Format each line of the material below as an item in a numbered list, skipping any blank lines.
______
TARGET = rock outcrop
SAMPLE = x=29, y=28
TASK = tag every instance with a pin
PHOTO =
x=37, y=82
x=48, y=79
______
→ Output for this task:
1. TARGET = rock outcrop
2. SAMPLE = x=29, y=28
3. TASK = tag every instance with a pin
4. PHOTO =
5. x=37, y=82
6. x=48, y=79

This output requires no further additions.